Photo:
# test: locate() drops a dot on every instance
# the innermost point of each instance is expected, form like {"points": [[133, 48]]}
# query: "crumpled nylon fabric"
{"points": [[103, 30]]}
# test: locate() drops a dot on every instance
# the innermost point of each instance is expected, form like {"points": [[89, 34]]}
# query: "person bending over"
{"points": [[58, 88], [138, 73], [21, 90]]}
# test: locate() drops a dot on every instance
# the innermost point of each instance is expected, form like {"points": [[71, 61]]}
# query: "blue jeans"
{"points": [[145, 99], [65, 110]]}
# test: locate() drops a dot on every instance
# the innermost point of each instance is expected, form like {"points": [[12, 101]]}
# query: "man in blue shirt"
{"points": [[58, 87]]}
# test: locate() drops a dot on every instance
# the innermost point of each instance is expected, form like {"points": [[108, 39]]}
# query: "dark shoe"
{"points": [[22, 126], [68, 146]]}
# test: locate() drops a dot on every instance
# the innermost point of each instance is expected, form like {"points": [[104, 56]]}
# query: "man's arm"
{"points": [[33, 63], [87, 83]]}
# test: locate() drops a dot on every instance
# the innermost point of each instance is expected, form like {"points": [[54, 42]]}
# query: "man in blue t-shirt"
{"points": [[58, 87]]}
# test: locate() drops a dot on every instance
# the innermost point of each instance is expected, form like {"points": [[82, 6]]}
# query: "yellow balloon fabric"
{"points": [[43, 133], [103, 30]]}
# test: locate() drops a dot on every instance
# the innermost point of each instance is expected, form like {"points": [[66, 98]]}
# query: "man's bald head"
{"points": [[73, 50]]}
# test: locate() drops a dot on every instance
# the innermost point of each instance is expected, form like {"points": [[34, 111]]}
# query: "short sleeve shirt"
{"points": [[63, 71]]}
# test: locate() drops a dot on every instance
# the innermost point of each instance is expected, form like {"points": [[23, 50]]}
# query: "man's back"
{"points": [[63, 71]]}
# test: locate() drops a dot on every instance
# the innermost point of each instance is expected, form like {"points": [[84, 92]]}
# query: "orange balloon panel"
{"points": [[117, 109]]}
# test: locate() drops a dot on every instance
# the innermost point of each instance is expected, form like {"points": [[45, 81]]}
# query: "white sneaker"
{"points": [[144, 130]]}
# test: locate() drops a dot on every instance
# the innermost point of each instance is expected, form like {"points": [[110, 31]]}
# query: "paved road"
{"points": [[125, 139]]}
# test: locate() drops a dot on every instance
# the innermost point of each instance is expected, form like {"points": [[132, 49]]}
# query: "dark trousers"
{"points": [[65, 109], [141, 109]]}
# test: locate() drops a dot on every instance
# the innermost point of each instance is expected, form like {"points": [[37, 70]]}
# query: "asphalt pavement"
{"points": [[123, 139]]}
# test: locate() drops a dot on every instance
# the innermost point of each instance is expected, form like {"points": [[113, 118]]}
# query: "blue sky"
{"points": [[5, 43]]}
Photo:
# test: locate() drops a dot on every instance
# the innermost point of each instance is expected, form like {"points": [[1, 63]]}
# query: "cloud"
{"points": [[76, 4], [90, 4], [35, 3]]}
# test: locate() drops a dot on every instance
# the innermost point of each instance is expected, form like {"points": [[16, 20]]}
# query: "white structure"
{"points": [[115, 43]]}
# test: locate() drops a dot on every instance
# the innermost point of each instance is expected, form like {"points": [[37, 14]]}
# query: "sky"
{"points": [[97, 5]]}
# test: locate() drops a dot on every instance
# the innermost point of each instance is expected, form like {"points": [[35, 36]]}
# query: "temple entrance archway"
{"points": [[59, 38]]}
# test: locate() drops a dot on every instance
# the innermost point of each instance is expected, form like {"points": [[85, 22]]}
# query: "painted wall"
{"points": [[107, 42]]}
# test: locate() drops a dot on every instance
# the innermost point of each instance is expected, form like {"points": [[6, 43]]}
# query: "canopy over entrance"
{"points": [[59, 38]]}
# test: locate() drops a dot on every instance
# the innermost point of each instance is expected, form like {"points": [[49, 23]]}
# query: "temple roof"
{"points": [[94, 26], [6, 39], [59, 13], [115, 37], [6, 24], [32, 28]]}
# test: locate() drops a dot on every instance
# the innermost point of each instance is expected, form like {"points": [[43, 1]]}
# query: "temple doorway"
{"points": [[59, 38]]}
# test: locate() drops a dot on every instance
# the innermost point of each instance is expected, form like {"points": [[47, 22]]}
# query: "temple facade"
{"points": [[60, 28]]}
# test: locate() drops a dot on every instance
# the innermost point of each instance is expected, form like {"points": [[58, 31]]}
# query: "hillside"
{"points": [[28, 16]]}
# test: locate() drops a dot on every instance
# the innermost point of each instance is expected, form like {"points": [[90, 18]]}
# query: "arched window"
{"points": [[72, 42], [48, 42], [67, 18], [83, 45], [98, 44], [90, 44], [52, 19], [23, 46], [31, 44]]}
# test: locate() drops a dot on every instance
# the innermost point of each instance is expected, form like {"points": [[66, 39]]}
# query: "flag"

────

◆ TASK GOAL ◆
Each line of the material above must be retyped precisely.

◆ EXERCISE ANSWER ◆
Photo:
# test: locate() drops a dot on every instance
# the innermost point of each instance is expected, form like {"points": [[133, 48]]}
# query: "crumpled nylon fabric"
{"points": [[103, 30]]}
# test: locate() drops a dot on every instance
# the innermost point of each instance is expected, form like {"points": [[89, 34]]}
# query: "person bending over"
{"points": [[58, 88], [138, 73], [21, 90]]}
# test: locate() drops a dot on every instance
# the innermost point of each instance is expected, form like {"points": [[71, 61]]}
# query: "blue jeans"
{"points": [[145, 99], [65, 110]]}
# test: locate() drops a dot on every instance
# the innermost point of each instance is expected, form like {"points": [[12, 101]]}
# query: "man in blue shirt"
{"points": [[58, 87]]}
# test: locate() drops a dot on every instance
# the innermost point of each instance is expected, form like {"points": [[108, 39]]}
# query: "dark shoe"
{"points": [[22, 126], [68, 146]]}
# test: locate() drops a dot on every instance
# the innermost point of each instance is expected, form like {"points": [[104, 56]]}
# query: "man's arm"
{"points": [[33, 63], [87, 83]]}
# test: locate() drops a dot on every instance
# the innermost point of each instance is expected, form like {"points": [[54, 42]]}
# query: "man in blue t-shirt"
{"points": [[58, 87]]}
# test: locate() drops a dot on every instance
# the innermost point of each instance is expected, form like {"points": [[82, 6]]}
# query: "yellow balloon fabric"
{"points": [[43, 133], [103, 30]]}
# test: locate() drops a dot on every instance
# the innermost point of each instance is expected, form like {"points": [[66, 98]]}
# query: "man's bald head"
{"points": [[73, 50]]}
# test: locate() drops a dot on every instance
# the innermost point of each instance is expected, form like {"points": [[34, 111]]}
# query: "short sleeve shirt"
{"points": [[63, 71]]}
# test: locate() drops a dot on every instance
# the innermost point of each instance is expected, form like {"points": [[23, 50]]}
# query: "man's back"
{"points": [[63, 71]]}
# test: locate() drops a dot on every instance
# the innermost point of each instance is expected, form like {"points": [[84, 92]]}
# query: "orange balloon panel"
{"points": [[117, 109]]}
# test: locate() drops a dot on every instance
# the innermost point of each instance is expected, form like {"points": [[45, 81]]}
# query: "white sneaker"
{"points": [[144, 130]]}
# test: locate() drops a dot on every instance
# the innermost point of each instance is expected, form like {"points": [[110, 31]]}
# query: "paved road"
{"points": [[125, 139]]}
# test: locate() drops a dot on every instance
# the innermost point of each instance is expected, form like {"points": [[132, 49]]}
# query: "dark trousers"
{"points": [[65, 109], [141, 109]]}
# test: locate() drops a dot on every instance
# the innermost point of each instance is expected, form like {"points": [[37, 70]]}
# query: "asphalt pavement"
{"points": [[123, 139]]}
# test: locate() drops a dot on every instance
# the innermost point of each instance is expected, form like {"points": [[113, 118]]}
# query: "blue sky"
{"points": [[5, 43]]}
Photo:
# test: locate() drops a dot on every instance
# the innermost point of each instance is expected, form like {"points": [[1, 63]]}
# query: "cloud"
{"points": [[76, 4], [90, 4], [35, 3]]}
# test: locate() drops a dot on every instance
# the innermost point of each instance is expected, form like {"points": [[16, 20]]}
# query: "white structure"
{"points": [[115, 43]]}
# test: locate() drops a dot on every instance
# the innermost point of each instance is expected, form like {"points": [[37, 14]]}
# query: "sky"
{"points": [[97, 5]]}
# test: locate() drops a dot on every instance
# the innermost point of each instance is expected, form like {"points": [[35, 36]]}
# query: "temple entrance archway"
{"points": [[59, 38]]}
# test: locate() drops a dot on every instance
# the innermost point of each instance is expected, form like {"points": [[85, 22]]}
# query: "painted wall"
{"points": [[107, 42]]}
# test: locate() drops a dot on every instance
# the innermost point of each instance is expected, form like {"points": [[6, 43]]}
# query: "canopy over entrance"
{"points": [[59, 38]]}
# test: locate() drops a dot on every instance
# the innermost point of each instance is expected, form like {"points": [[49, 23]]}
# query: "temple roof"
{"points": [[94, 26], [6, 39], [59, 13], [115, 37], [6, 24], [32, 28]]}
# test: locate() drops a dot on every instance
# the innermost point of each instance is expected, form like {"points": [[43, 1]]}
# query: "temple doorway"
{"points": [[59, 38]]}
# test: locate() drops a dot on every instance
# the innermost point of each instance is expected, form like {"points": [[47, 22]]}
# query: "temple facade"
{"points": [[60, 28]]}
# test: locate() drops a dot on every instance
# the innermost point of each instance is expected, form like {"points": [[58, 31]]}
# query: "hillside"
{"points": [[28, 16]]}
# test: locate() drops a dot on every instance
# the innermost point of each instance is expected, form like {"points": [[90, 18]]}
# query: "arched window"
{"points": [[72, 42], [48, 42], [67, 18], [83, 45], [98, 44], [90, 44], [52, 19], [23, 46], [31, 44]]}
# test: locate() drops a dot on every instance
# the innermost point of each instance is expected, form like {"points": [[66, 39]]}
# query: "flag"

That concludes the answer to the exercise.